• [Challenge 1]:
Answer these from the passage on Nardinus Celineus:
(a) Where is the manuscript codex of his works kept today?
(b) During which years did Nardinus spend time in Zadar?
(c) Who was the fellow teacher he waged a polemic against, and in which years did the Zadar commune employ that man?
• [Challenge 2]: Carry the passage on Nardinus Celineus and the Osimo manuscript further, starting right after its final sentence.

A manuscript codex, today in Osimo (Biblioteca Istituto Campana, ms. 18. L. 13), preserves works by Nardinus Celineus (Nardino Celinese), a humanist born in Friuli. The works seem to belong to the period Nardinus spent in Zadar, between 1508 and 1521. Besides an unfinished epic De bello Gallico and a speech addressing the pope Julius II, the Osimo MS contains a number of poems addressed to members of noble families from Zadar (Soppe, Detrico, Ciprianis, Gallelo, Benja, Grisogono) and to the Venetian administrators of that Dalmatian city (Lorenzo Correr, Giovanni Minotto, Bernardo Bondumier, Leonardo Michiel,Francesco Foscari, Agostino da Mula), as well as to other Venetian officials (Bartolomeo d’Alviano, Antonio Giustinian, Pietro Zeno); there is also a poem to the Polish diplomat and humanist Ioannes Dantiscus, and a pair of epigrams to the Dubrovnik poet Ilija Crijević. But a special set of texts – four prose letters and five epigrams (ff. 22-26, 36-37, 43 of the Osimo MS) – belongs to the polemic that Nardinus waged against his fellow teacher and competitor, the Paduan Palladius Fuscus (Palladio Fosco or Negri, 1450-1520), employed by the Zadar commune in the years 1493-1516.

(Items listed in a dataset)
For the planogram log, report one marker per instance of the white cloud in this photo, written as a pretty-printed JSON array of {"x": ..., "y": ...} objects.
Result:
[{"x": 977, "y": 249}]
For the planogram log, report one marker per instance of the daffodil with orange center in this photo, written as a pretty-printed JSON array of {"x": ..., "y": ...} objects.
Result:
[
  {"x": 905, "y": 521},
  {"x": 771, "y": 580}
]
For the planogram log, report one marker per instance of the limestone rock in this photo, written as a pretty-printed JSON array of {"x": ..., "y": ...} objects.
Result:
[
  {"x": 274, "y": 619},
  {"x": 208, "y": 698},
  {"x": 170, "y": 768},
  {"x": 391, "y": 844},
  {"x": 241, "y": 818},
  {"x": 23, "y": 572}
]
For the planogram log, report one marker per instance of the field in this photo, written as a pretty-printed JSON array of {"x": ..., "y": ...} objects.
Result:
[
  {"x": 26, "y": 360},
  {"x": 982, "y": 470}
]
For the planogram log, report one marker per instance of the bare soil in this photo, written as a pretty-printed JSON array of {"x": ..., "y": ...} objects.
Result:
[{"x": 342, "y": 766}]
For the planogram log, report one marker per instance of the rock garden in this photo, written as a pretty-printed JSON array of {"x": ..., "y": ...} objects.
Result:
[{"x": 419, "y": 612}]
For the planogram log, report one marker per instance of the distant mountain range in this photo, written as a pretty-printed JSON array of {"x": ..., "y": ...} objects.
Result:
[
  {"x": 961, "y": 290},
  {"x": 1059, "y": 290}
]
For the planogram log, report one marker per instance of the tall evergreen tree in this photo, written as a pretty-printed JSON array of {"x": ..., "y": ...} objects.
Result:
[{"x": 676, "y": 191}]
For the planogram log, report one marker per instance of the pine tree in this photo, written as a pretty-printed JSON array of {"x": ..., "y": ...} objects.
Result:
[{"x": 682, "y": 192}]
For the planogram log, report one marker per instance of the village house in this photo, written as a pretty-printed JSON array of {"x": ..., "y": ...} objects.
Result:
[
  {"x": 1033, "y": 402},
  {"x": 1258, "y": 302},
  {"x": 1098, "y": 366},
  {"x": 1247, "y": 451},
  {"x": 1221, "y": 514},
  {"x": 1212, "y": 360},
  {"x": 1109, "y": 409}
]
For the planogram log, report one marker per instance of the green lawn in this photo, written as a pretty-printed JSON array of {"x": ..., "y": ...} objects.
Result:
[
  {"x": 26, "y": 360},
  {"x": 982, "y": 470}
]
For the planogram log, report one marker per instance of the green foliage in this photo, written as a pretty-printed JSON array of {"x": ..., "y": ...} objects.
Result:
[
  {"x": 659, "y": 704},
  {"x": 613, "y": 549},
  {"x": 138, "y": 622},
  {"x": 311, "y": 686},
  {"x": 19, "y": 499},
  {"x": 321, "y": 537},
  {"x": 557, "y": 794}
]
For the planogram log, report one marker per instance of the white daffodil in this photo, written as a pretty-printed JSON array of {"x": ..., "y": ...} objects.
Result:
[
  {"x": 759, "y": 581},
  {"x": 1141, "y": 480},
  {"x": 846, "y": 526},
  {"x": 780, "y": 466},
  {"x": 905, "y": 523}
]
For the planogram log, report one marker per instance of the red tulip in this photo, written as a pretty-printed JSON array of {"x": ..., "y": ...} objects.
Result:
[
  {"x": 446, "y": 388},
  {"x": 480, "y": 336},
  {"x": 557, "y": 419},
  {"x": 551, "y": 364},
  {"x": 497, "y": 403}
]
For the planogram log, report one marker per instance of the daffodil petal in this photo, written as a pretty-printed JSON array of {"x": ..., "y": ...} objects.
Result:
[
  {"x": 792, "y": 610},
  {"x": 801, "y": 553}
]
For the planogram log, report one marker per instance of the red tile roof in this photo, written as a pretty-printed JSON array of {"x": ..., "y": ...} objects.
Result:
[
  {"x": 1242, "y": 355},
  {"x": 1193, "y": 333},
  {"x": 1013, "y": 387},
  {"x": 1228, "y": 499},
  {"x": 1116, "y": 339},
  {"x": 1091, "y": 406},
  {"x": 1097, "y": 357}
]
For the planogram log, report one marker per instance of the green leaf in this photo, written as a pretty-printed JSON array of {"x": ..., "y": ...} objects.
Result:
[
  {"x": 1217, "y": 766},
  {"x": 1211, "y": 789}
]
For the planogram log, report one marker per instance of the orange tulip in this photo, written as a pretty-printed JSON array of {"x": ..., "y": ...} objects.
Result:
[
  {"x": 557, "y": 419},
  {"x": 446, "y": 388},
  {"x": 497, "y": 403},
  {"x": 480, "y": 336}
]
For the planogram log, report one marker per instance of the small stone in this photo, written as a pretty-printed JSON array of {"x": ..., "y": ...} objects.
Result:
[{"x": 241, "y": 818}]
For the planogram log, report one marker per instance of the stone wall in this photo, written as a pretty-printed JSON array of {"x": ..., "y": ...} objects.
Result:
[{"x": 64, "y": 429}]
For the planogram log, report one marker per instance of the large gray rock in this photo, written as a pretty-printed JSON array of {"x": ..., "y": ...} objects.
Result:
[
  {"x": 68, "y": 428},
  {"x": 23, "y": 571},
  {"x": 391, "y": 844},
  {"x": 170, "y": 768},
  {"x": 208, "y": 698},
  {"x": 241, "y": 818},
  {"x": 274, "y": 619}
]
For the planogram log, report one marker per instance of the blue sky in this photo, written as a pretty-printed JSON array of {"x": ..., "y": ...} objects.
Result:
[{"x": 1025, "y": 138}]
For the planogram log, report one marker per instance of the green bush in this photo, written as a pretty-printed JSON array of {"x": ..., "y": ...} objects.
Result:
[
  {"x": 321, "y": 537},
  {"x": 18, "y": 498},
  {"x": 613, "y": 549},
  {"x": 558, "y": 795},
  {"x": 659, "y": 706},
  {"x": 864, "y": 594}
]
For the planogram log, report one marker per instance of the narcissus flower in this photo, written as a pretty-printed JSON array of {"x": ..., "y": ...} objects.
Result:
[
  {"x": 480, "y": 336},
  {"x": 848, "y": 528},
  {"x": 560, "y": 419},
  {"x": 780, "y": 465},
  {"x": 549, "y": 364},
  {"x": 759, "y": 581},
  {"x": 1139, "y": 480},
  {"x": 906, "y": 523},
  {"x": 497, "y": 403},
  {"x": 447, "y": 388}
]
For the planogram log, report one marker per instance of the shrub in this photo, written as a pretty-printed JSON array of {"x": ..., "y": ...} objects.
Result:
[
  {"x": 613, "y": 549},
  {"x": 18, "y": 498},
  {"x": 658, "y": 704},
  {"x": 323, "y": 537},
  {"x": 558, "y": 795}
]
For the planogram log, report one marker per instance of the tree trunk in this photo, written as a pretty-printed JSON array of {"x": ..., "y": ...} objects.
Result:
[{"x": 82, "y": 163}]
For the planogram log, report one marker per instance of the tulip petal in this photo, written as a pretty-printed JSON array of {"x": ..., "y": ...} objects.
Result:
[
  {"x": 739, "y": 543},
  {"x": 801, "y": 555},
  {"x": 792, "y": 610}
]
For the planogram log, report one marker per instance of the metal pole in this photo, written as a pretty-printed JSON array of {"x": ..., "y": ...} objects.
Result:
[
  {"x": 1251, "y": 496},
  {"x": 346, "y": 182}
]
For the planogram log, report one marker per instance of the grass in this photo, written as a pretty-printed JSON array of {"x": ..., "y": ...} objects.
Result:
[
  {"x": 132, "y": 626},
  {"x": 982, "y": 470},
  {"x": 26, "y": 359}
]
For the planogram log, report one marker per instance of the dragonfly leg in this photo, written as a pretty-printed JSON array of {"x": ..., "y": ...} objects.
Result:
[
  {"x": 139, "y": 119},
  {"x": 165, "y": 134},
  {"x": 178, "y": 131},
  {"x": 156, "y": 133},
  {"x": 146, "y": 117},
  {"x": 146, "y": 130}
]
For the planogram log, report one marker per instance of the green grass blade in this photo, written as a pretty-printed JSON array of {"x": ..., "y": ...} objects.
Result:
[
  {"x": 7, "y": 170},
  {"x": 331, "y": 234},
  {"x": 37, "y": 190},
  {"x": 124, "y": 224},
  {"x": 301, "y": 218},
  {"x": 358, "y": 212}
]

• [Answer 1]:
(a) In Osimo, at the Biblioteca Istituto Campana (ms. 18. L. 13).
(b) Between 1508 and 1521.
(c) Palladius Fuscus (Palladio Fosco or Negri), employed from 1493 to 1516.

• [Answer 2]:
It seems that sometime in 1513 Nardinus took Palladius to task for using a verse of Vergil (G. 2, 43 = A. 6, 625) in one of his epigrams. Nardinus compounded the offence by writing under the name of one of his patrician pupils, Grisogonus Cedulinus. Palladius responded with a challenge of his own: this time he appropriated Macrobius’ words from Sat. 6, 1, 2-5 without giving the source. Nardinus was able to recognize it, and the debate soon degenerated into spectacular verbal abuse, all the while returning for ammunition to ancient Greek and Latin writers. Thus, in a small treatise on kinds of plagiarism, Nardinus paraphrased Vitruvius’ anecdote about Aristophanes of Byzantium (Vitr. 7, 5-7),demonstrating by his own example how the ancients’ words should be retold with style and not slavishly copied. Nardinus also interpreted Macrobius’ defence of Virgil’s »thefts« as a tongue-in-cheek manoeuvre, and interspersed his sentences freely with esoteric Greek words (such as γραμματοκύφων from Demosthenes’ On the crown). Both lines of attack suggest Palladius’ weak spots – his insufficient interpretive skills and his limited knowledge of Greek. Moreover, Nardinus gave short shrift to Palladius’ main philological achievement, a commentary on Catullus first printed in Venice in 1496. (Mention of Catullus again testifies to the popularity of the poet from Verona in Renaissance Dalmatia; we remember that in the nearby Split, roughly contemporarily to the polemic of Nardinus and Palladius, Marcus Marulus was using Palladius’ commentary to compose his own philological annotations of Catullus, which were added to the margins of the Codex Parisinus (olim Traguriensis) 7989, later famous for preserving the Cena Trimalchionis.)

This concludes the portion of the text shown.